[Point-based annotation data]
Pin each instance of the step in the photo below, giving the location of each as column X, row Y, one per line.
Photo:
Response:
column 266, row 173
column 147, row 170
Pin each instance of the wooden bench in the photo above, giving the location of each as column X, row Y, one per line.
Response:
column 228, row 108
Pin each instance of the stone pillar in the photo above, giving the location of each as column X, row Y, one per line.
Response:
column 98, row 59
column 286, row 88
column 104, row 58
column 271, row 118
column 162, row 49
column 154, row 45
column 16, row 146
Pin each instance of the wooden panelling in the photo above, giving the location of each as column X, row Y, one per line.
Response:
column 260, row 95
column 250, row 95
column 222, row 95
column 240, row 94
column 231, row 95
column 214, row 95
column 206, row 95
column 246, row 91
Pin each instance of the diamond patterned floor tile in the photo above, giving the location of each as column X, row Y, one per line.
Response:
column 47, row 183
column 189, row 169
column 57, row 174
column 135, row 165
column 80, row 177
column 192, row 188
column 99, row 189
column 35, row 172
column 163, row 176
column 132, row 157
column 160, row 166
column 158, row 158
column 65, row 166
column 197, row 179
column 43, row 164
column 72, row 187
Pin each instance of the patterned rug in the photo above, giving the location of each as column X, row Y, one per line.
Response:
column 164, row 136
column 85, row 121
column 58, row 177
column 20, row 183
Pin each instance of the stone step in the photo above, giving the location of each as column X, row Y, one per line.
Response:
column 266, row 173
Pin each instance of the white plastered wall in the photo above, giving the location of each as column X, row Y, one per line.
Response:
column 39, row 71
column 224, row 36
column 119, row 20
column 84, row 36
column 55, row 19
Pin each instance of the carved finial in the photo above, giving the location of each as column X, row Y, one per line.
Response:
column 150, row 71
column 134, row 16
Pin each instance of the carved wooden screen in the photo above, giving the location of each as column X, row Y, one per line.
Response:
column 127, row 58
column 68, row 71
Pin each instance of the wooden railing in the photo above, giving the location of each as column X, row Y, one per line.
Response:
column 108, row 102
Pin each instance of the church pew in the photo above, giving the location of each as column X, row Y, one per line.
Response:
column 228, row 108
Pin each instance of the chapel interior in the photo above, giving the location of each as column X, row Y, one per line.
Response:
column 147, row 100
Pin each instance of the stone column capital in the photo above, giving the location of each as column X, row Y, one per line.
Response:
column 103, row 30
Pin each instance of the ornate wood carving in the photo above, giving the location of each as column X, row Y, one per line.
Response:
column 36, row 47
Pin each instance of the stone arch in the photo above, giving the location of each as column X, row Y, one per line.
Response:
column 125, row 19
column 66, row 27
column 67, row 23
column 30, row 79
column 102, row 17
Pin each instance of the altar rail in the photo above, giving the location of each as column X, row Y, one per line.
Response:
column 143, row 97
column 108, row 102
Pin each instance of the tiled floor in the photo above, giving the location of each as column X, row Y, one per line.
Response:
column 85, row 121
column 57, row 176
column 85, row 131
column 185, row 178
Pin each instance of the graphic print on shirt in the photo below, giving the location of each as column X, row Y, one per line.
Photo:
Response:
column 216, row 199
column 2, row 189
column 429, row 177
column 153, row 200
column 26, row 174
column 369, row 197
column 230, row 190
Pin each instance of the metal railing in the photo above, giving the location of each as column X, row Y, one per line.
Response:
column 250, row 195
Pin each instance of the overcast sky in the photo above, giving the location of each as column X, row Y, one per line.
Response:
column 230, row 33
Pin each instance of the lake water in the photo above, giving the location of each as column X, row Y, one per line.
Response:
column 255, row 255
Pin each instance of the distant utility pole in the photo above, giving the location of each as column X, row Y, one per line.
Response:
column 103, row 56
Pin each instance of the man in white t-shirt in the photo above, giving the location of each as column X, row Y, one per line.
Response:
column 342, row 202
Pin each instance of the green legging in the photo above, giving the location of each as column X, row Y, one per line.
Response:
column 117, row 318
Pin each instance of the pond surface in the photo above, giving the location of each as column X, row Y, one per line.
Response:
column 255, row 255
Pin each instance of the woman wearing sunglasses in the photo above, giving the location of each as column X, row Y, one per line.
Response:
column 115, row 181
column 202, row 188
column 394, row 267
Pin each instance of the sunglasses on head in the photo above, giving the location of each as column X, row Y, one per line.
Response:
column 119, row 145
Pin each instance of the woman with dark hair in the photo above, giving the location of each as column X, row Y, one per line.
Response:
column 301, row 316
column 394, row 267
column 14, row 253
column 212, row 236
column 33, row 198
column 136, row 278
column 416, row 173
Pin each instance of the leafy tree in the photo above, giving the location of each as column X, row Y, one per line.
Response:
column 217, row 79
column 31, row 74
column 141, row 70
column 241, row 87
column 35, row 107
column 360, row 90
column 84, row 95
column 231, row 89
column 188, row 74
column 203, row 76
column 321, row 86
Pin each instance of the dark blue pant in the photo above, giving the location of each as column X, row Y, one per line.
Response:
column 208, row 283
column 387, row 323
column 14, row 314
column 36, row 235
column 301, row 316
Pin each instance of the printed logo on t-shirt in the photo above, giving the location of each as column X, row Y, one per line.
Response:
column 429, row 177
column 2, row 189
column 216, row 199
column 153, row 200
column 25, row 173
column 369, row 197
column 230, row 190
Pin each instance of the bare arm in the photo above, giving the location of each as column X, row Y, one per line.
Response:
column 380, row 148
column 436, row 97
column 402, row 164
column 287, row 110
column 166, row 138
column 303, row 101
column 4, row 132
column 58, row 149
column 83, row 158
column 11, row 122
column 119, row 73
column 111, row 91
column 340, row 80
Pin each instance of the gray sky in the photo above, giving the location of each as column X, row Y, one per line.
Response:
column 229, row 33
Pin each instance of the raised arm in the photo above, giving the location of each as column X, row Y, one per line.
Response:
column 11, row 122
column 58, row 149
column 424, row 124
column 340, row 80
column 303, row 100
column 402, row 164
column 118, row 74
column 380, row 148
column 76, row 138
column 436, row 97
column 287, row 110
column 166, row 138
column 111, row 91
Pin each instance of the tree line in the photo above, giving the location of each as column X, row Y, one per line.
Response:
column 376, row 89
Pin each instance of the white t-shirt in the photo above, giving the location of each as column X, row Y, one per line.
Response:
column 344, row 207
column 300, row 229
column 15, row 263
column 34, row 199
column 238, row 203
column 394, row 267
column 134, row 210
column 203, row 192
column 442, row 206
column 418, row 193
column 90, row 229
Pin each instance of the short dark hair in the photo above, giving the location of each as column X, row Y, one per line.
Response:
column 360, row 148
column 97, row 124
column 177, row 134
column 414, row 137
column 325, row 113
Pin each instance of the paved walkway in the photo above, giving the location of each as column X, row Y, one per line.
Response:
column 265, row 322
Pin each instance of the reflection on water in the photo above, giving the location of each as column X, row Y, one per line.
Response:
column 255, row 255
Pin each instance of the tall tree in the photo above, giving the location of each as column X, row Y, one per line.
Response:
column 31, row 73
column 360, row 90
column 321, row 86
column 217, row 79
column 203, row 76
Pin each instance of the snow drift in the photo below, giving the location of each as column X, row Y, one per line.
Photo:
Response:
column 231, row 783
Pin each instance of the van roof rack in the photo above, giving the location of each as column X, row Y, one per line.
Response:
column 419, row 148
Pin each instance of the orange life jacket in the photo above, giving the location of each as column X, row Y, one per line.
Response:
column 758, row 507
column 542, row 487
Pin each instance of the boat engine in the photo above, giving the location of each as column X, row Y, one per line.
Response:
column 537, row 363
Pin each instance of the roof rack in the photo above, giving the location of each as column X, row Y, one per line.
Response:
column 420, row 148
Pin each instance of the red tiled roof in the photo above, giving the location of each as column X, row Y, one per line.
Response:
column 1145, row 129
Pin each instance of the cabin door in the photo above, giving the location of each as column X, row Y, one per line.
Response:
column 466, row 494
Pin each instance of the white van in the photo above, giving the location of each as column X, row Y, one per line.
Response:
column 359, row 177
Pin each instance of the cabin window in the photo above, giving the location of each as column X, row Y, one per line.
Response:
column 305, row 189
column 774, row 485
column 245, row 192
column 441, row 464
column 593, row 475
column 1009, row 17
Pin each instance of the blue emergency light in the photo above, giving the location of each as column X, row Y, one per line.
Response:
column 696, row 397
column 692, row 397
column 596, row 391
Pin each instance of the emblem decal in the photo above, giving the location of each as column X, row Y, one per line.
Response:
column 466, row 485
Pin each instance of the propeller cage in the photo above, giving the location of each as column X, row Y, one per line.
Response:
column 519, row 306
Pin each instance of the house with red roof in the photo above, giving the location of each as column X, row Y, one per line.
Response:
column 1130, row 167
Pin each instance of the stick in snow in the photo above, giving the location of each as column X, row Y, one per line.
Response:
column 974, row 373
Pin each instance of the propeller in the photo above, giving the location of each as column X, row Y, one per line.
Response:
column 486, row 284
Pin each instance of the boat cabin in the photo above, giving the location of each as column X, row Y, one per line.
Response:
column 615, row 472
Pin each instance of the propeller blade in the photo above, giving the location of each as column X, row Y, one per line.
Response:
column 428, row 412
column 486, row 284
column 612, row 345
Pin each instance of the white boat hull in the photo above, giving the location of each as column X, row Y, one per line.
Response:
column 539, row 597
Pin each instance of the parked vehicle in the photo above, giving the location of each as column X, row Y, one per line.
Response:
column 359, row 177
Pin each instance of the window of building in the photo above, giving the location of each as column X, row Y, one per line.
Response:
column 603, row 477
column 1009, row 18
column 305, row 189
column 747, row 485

PROBLEM DESCRIPTION: Quote the records above word for word, from the line containing "Pin each instance of the reflection" through the line containing "column 1145, row 129", both included.

FINAL RESULT:
Pin each instance of the reflection on water in the photo above, giving the location of each as column X, row Y, one per line.
Response:
column 255, row 255
Pin each instance of the tall tree in the photo above, giving the location of each as column X, row Y, one per line.
Response:
column 31, row 73
column 360, row 90
column 321, row 86
column 217, row 79
column 203, row 76
Pin each instance of the snow drift in the photo below, giving the location of each as column X, row Y, one per line.
Photo:
Response:
column 231, row 783
Pin each instance of the van roof rack in the photo above, giving the location of each as column X, row Y, one per line.
Response:
column 419, row 148
Pin each instance of the orange life jacket in the photo above, giving the location of each as column X, row Y, one per line.
Response:
column 758, row 507
column 542, row 487
Pin each instance of the boat engine in the photo above, giving the location of each as column X, row Y, one per line.
Response:
column 537, row 363
Pin each instance of the roof rack in the photo above, giving the location of each as column X, row Y, one per line.
Response:
column 420, row 148
Pin each instance of the red tiled roof in the photo above, giving the location of each as column X, row Y, one per line.
Response:
column 1145, row 129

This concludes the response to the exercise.